▽
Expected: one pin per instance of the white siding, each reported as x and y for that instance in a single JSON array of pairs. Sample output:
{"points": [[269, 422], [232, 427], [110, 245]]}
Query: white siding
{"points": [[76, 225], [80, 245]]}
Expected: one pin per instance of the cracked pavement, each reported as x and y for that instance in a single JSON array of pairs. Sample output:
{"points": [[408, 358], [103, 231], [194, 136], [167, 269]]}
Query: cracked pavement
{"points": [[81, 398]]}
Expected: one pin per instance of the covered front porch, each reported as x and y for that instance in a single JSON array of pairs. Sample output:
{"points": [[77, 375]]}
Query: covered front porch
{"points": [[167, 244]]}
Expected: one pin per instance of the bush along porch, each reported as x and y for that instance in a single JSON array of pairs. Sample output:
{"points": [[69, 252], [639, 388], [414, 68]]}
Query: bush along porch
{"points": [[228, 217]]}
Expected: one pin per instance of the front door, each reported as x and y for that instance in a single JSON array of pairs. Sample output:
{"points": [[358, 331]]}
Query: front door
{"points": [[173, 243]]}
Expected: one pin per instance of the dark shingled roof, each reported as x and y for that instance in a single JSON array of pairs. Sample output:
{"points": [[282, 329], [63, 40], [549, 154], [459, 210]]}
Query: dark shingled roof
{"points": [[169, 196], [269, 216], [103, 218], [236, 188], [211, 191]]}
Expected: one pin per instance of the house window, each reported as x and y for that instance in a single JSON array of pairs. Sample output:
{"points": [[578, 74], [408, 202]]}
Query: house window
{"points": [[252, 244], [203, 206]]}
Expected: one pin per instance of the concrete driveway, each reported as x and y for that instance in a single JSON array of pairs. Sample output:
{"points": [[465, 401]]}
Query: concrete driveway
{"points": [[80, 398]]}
△
**EXERCISE:** Please set down all the data word for word.

**SOLUTION FOR THIS EXERCISE:**
Expected: one pin per instance of the white siding, each reported as x and y for that instance in a single JSON array of pairs. Sample output:
{"points": [[269, 422], [232, 427], [110, 245]]}
Query: white siding
{"points": [[76, 225], [80, 245]]}
Expected: one pin per instance of the cracked pavement, each reported as x and y for that instance in a single JSON array of pairs. Sample output:
{"points": [[408, 358], [103, 231], [194, 136], [167, 269]]}
Query: cracked pavement
{"points": [[81, 398]]}
Expected: one pin per instance of the covered front porch, each reported as x and y for that instance in a single JSON array of pairs. Sample output:
{"points": [[77, 375]]}
Query: covered front porch
{"points": [[167, 244]]}
Expected: one pin per instance of the bush along porch, each reported as x and y for that instance in a single JSON array of pairs. Sample output:
{"points": [[69, 252], [639, 388], [414, 68]]}
Query: bush along porch
{"points": [[228, 217]]}
Expected: one pin per instance of the front door, each reported as x and y for that instance in a single JSON array of pairs. Sample output:
{"points": [[358, 331]]}
Query: front door
{"points": [[173, 243]]}
Expected: one pin per instance of the dark shingled roof, each reported as x and y for that instance in a single JSON array of pairs. Sample output:
{"points": [[282, 329], [63, 40], [549, 154], [459, 210]]}
Query: dark shingled roof
{"points": [[169, 196], [269, 216], [103, 218], [236, 188], [211, 191]]}
Expected: one pin per instance of the house window, each reported as x and y for that instance in a single JSON array of pairs. Sample output:
{"points": [[578, 74], [408, 202]]}
Query: house window
{"points": [[252, 244], [203, 206]]}
Expected: one pin per instance of the concrete driveway, each reported as x and y for that instance in a single JSON array of pairs. Sample output:
{"points": [[465, 401]]}
Query: concrete driveway
{"points": [[80, 398]]}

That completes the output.